Si chiama Matrix List. È l’elenco segreto della Casa Bianca coi nomi degli estremisti da eliminare a qualunque costo. Compresi i due su cui sono stati lanciati i droni che hanno ucciso anche l’italiano Giovanni Lo Porto

obama-jpg
Si chiama Matrix List. Contiene nomi, contatti, area di operazioni, ruolo nelle organizzazioni terroristiche come al Qaeda, Stato Islamico, Shabaab, Haqqani Network, Aqap, Ansar al-Sharia. Sono tutti individui di cui il presidente degli Stati Uniti Barack Obama ha ordinato la cattura. Ma se ciò non è possibile, appena individuati, vanno uccisi. Sulla Matrix List c’è il segreto totale ed è lo strumento che ha condotto l’America nella Permanent War ai terroristi, la guerra senza fine che sarà combattuta fino a quando nella lista ci saranno ancora nomi. Al National Counterterrorism Center (Nctc), l’ufficio strategico che ha sede dentro la Casa Bianca dicono in modo informale e senza dichiarazioni ufficiali che il conflitto potrà continuare per i prossimi 12-15 anni.

La Guerra Permanente è figlia naturale della politica di Obama e della sua critica alle «guerre stupide e avventate», prima tra tutte quella che il suo predecessore George W. Bush decise di fare in Iraq. Come tutte le guerre produce effetti tragici su persone che sono estranee ai conflitti: come è accaduto ai primi di gennaio a due ostaggi di Al Qaeda - il cooperante italiano Giovanni Lo Porto e l’americano Warren Weinstein, entrambi da anni prigionieri ai confini tra Pakistan e Afghanistan - uccisi dai missili lanciati da un drone e che avevano come obiettivo due terroristi presenti ai primi posti nella lista Matrix. E a coloro - uomini, donne, bambini - che si trovavano casualmente sul posto.

> Dati forniti

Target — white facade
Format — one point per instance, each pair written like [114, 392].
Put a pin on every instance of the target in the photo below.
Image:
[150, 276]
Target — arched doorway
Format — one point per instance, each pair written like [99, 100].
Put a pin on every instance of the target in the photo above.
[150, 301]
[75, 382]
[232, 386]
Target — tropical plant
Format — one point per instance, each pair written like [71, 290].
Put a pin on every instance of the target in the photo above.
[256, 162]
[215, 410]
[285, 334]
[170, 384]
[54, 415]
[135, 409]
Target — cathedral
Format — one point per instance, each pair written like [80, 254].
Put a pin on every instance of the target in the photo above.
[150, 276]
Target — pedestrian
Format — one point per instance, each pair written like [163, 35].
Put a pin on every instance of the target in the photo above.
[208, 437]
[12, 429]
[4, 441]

==

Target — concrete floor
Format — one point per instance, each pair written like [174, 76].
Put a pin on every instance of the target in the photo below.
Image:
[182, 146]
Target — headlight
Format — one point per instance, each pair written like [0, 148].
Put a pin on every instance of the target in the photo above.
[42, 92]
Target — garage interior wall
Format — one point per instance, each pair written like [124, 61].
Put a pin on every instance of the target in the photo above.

> Compiti dell'esercizio
(1) Trascrivi fedelmente il passo dell'articolo sulla Matrix List che inizia con "La Guerra Permanente" e termina con "casualmente sul posto.".
(2) Secondo l'articolo sulla Matrix List, per quanto tempo potrà continuare il conflitto stando a quanto si dice in modo informale al National Counterterrorism Center?
Per rispondere basati unicamente sull'articolo.

> Soluzioni svolte
(1)
La Guerra Permanente è figlia naturale della politica di Obama e della sua critica alle «guerre stupide e avventate», prima tra tutte quella che il suo predecessore George W. Bush decise di fare in Iraq. Come tutte le guerre produce effetti tragici su persone che sono estranee ai conflitti: come è accaduto ai primi di gennaio a due ostaggi di Al Qaeda - il cooperante italiano Giovanni Lo Porto e l’americano Warren Weinstein, entrambi da anni prigionieri ai confini tra Pakistan e Afghanistan - uccisi dai missili lanciati da un drone e che avevano come obiettivo due terroristi presenti ai primi posti nella lista Matrix. E a coloro - uomini, donne, bambini - che si trovavano casualmente sul posto.

(2) Per i prossimi 12-15 anni.